*** MATERIAL PROVIDED ***

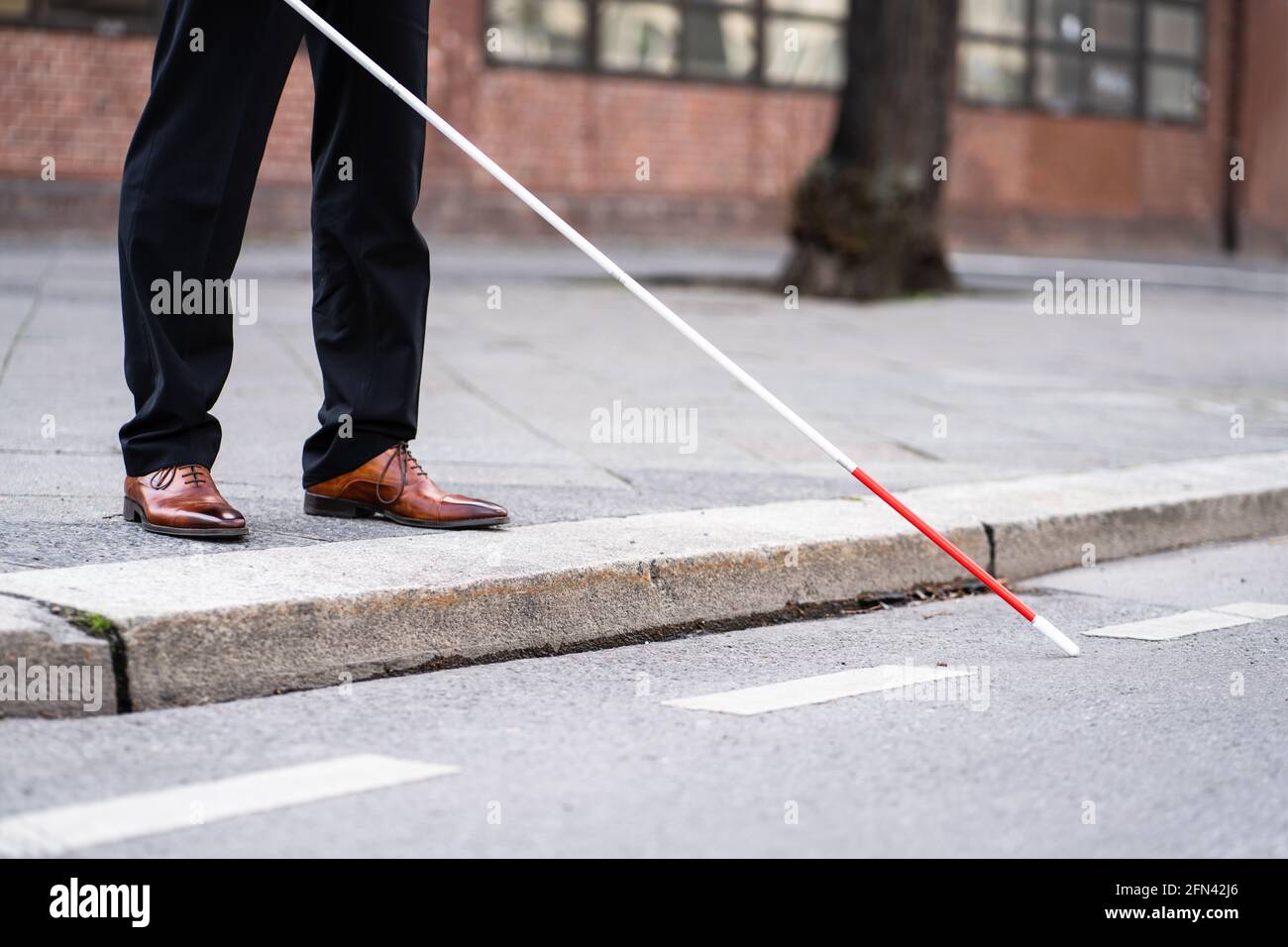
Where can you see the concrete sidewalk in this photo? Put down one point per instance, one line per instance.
(926, 392)
(971, 399)
(197, 629)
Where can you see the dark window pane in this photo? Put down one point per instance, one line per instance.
(991, 72)
(639, 38)
(1113, 86)
(719, 44)
(1060, 21)
(1175, 91)
(1057, 81)
(804, 52)
(995, 17)
(818, 8)
(103, 8)
(1175, 30)
(1116, 24)
(539, 31)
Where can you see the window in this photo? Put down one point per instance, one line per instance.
(786, 43)
(101, 16)
(1134, 58)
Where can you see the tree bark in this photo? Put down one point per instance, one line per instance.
(864, 217)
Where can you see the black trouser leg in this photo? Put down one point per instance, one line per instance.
(184, 195)
(370, 263)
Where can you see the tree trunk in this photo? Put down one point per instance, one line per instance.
(864, 215)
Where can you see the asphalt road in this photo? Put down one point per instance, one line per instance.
(1170, 748)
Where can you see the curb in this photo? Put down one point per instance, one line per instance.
(44, 656)
(232, 625)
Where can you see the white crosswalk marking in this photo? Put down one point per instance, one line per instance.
(1261, 611)
(818, 689)
(1192, 622)
(53, 831)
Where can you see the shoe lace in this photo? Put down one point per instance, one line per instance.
(192, 475)
(407, 467)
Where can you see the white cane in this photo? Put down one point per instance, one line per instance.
(688, 331)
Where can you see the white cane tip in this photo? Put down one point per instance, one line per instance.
(1056, 635)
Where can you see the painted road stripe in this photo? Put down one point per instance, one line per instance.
(1261, 611)
(53, 831)
(1171, 626)
(819, 689)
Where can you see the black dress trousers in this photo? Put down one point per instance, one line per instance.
(189, 172)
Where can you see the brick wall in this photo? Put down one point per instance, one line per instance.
(721, 158)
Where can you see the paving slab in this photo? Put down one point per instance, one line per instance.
(50, 667)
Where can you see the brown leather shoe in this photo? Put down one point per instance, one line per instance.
(391, 484)
(181, 500)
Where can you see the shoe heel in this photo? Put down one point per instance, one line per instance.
(333, 506)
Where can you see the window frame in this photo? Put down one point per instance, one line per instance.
(1138, 58)
(42, 16)
(759, 12)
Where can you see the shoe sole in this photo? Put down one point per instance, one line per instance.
(133, 513)
(316, 505)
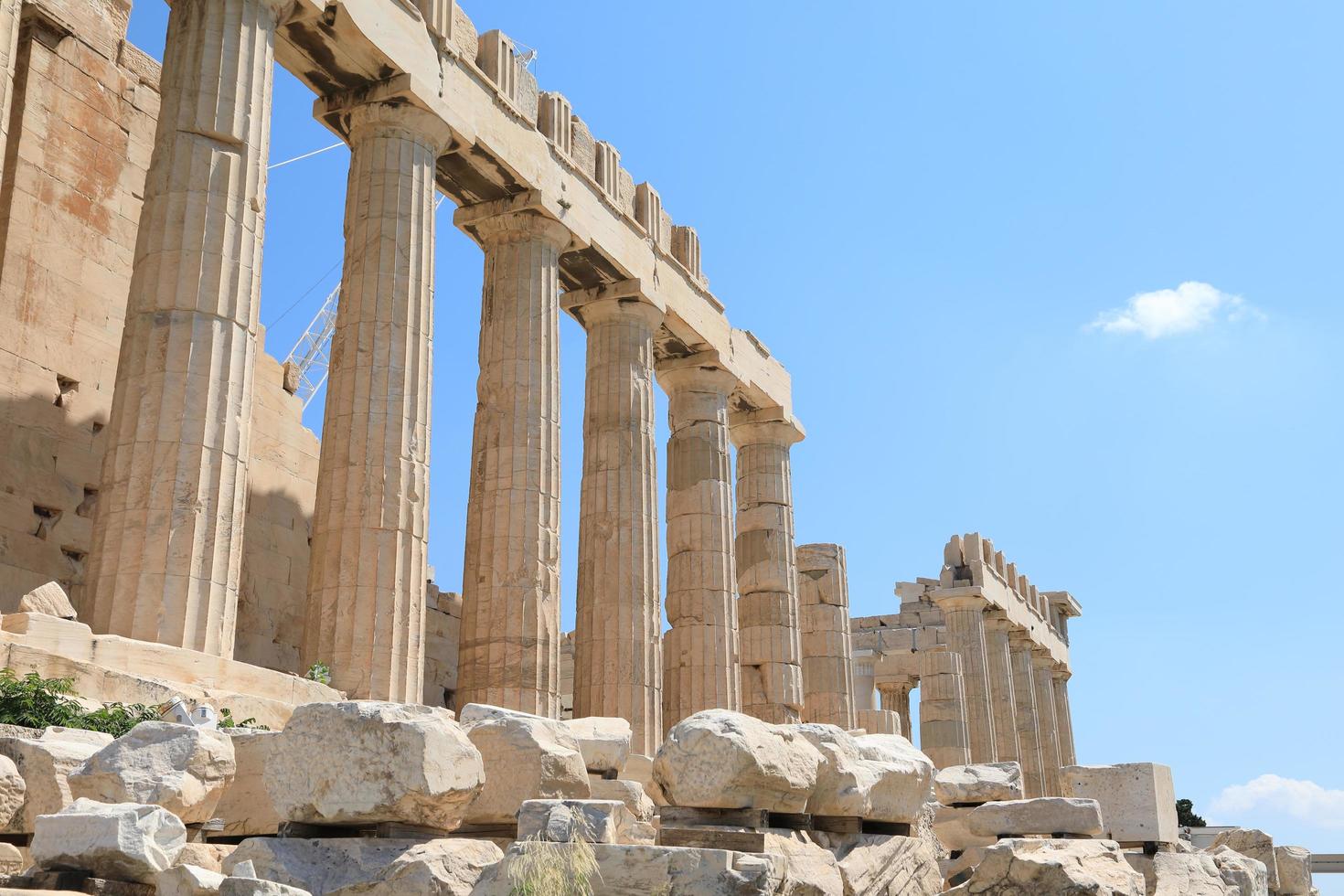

*** End of MATERIAL PROVIDED ***

WHAT TO DO
Give the lines of the entries above exactly as they appear, leaving out each picture.

RESULT OF THIS EXERCISE
Where can you see the concrete sidewalk in this photo? Put down one point per instance, one line per instance.
(926, 392)
(971, 399)
(197, 629)
Where can you see the dark window pane in this photo? Put down one point per instance, one line per instance.
(991, 72)
(639, 38)
(1113, 86)
(719, 44)
(1060, 21)
(1175, 91)
(1057, 81)
(804, 52)
(995, 17)
(818, 8)
(103, 8)
(1175, 30)
(1116, 24)
(539, 31)
Where can you see the window in this photo? Put down one point per instance, one line per instance.
(786, 43)
(101, 16)
(1134, 58)
Where can you see the tree bark in this photo? Put down one point per instance, one line per instance.
(864, 217)
Where can you see the black trouser leg in this photo? Put down one point per instance, one line per instance.
(184, 195)
(370, 263)
Where can you see the tree trunk in this photo? Put down one point per instance, one line per instance.
(864, 215)
Where can you see the asphalt road in this photo? Put down one point per instance, one line per instance.
(1170, 748)
Where can you see the curb in this photo? Put down one point per instance, one line per instance.
(44, 656)
(232, 625)
Where can you see the white crosswalk marking in this photo? Put down one point per instance, one line per instance.
(1261, 611)
(818, 689)
(1192, 622)
(53, 831)
Where can you see the shoe lace in this photo? Put down one point per instance, one line per instance.
(192, 475)
(407, 467)
Where can you see the white cane in this photo? Put down one point per instance, one line per instance.
(688, 331)
Where can you see the white cane tip in this photo? Put down one point per instance, one line per instance.
(1056, 635)
Where can you see the painted road stripe in this photo? Put down one point per instance, one line per instance.
(1261, 611)
(53, 831)
(1171, 626)
(819, 689)
Where can you see the black dress trousers in this photo? Put down one point per instance, one line per instance.
(189, 172)
Where can you see the brick wall in this photo? Put down one point per instance, one line per instance.
(721, 158)
Where can you see the paving slab in this photo? Put down one point per instance, one line per instance.
(50, 667)
Where can you see the brown leather shoe in this photo? Put down one point per instance, one line per instance.
(391, 484)
(181, 500)
Where can you see the shoe heel in this photo? Put down one point per instance, one line per instance.
(333, 506)
Where can you see the window frame in this photo? Put down one point per instance, one line per instance.
(1138, 58)
(42, 16)
(759, 12)
Where can you see the shoe sole in this photo? Put down one point per instance, one line per instance.
(133, 513)
(316, 505)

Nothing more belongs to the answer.